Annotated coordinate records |

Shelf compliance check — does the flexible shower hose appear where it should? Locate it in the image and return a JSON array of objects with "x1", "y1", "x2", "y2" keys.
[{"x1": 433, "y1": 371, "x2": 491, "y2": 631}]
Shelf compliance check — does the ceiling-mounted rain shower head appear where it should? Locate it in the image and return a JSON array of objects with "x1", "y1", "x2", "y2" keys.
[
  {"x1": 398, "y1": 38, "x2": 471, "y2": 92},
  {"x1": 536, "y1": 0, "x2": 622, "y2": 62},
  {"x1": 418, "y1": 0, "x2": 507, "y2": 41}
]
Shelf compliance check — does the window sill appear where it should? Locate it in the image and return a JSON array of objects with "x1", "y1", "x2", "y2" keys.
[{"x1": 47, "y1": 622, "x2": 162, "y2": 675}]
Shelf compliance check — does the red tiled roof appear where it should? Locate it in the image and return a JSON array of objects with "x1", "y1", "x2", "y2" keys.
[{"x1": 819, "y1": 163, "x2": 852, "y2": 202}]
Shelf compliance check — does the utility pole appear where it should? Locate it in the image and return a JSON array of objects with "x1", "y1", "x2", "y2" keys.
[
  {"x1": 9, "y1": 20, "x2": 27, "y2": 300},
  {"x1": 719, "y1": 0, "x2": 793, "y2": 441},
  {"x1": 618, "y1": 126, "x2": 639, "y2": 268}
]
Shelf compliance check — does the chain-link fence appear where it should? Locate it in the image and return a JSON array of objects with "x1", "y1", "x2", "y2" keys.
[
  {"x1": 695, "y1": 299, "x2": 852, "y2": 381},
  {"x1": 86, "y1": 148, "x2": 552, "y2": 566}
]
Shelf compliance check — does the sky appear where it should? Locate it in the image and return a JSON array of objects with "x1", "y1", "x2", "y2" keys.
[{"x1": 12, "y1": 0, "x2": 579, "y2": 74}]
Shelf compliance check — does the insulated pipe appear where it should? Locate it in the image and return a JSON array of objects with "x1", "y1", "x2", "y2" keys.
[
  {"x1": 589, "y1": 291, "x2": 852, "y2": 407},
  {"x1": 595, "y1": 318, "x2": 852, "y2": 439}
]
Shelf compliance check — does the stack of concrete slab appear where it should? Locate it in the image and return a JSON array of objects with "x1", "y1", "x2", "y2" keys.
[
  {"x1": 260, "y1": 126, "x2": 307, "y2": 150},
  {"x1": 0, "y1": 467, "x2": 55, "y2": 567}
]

Stated problem |
Pick out each line of the listing above that contains the word "shower" and copy those lines. Letter case counts.

Response below |
Shelf compliance check — does the flexible shower hose appear where it should? Locate it in the image and return a JSON array of objects with "x1", "y1", "x2", "y2" keys.
Shelf compliance check — does the ceiling-mounted rain shower head appear where it should? Locate it in the image and return a JSON array of objects with "x1", "y1", "x2", "y2" keys.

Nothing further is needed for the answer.